* Extrait à lire
Pourtant, son angoisse, celle qui l'empêche de dormir la nuit, ce n'est pas une souffrance ? Ne sommes-nous pas tous en souffrance ?
Puisque son médecin n'est pas de cet avis, puisque la société s'en fout, alors il extériorisera cette souffrance par l'auto-destruction. Se détruire pour recréer du lien avec les autres. Catharsis.
La catharsis c'est quand un fiction propose un fantasme plus ou moins universel et qu'il l'emmène au bout, de façon à sortir la pulsion du spectateur. La catharsis commence quand la branlette du Fight Club se termine.
Oui c'est bien beau de se réunir dans la cave d'un bar pour se taper dessus mais ça ne rend pas vivant. L'angoisse est encore là, bien présente. Le bout du fantasme, c'est la fin de cette société oppressante. Un acte belliqueux. C'est l'union de nos mal-êtres contre celui qui la cause ; l'argent.

* Annotations d'images par cadres

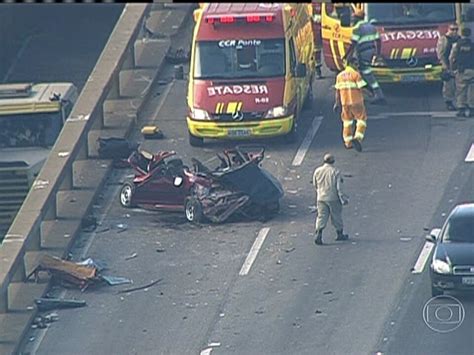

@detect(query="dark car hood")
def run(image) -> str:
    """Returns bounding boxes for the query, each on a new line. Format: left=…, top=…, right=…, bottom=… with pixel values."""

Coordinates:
left=435, top=243, right=474, bottom=265
left=220, top=162, right=283, bottom=205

* Consignes
A. D'après le texte sur Fight Club, contre quoi s'unissent nos mal-êtres ?
B. Remplace « médecin » par « psychiatre » dans le passage du texte sur Fight Club qui va de « Puisque son médecin » jusqu'à « Club se termine. » inclus, puis recopie ce passage.
C. Poursuis le texte sur Fight Club à la suite de sa dernière phrase.
Les entrées ne jouent aucun rôle dans ce travail.

* Résultats
A. Contre l'argent.

B.
Puisque son psychiatre n'est pas de cet avis, puisque la société s'en fout, alors il extériorisera cette souffrance par l'auto-destruction. Se détruire pour recréer du lien avec les autres. Catharsis.
La catharsis c'est quand un fiction propose un fantasme plus ou moins universel et qu'il l'emmène au bout, de façon à sortir la pulsion du spectateur. La catharsis commence quand la branlette du Fight Club se termine.

C.
Le fantasme ne s'assume qu'à moitié. Après tout, la guerre, c'est mal. Il y a des dérives, des innocents au milieu, des conséquences graves. Edward Norton n'assume pas le bout de son fantasme et se désolidarise de Tyler. La situation lui échappe complètement et il quitte le mouvement.
Fight Club, quand on est jeune, opprimé, qu'on a eu une journée de merde, c'est un défouloir. Mais ce n'est pas la vie. Après tout, même si le film est dans le top 10 de beaucoup de gens, ils sont quand même mariés avec un CDI et tout le bordel. Parce que la pulsion doit partir.
J'avais entendu il y a un moment une critique un peu bizarre ; il n'y a que des hommes. Dans le Fight Club, dans les interactions entre les personnages. La seule présence est juste là pour "se faire tringler" et faire écho au mal être d'Edward.
C'est vrai, c'est plutôt un film "de bonhommes". Mais il n'y a pas d'enfants non plus et je ne pense pas que ce soit pour rien.
A la fin du film, le dernier plan où il tient la main de sa copine, c'est la suite. C'est ce pourquoi la société existe toujours, ce pourquoi on travaille. Quelqu'un avec qui on a une relation spéciale.
Quand la destruction est totale, Edward se tourne toujours vers l'autre et vers un rapport d'émotion. On va pas parler d'amour, ce serait complètement exagéré.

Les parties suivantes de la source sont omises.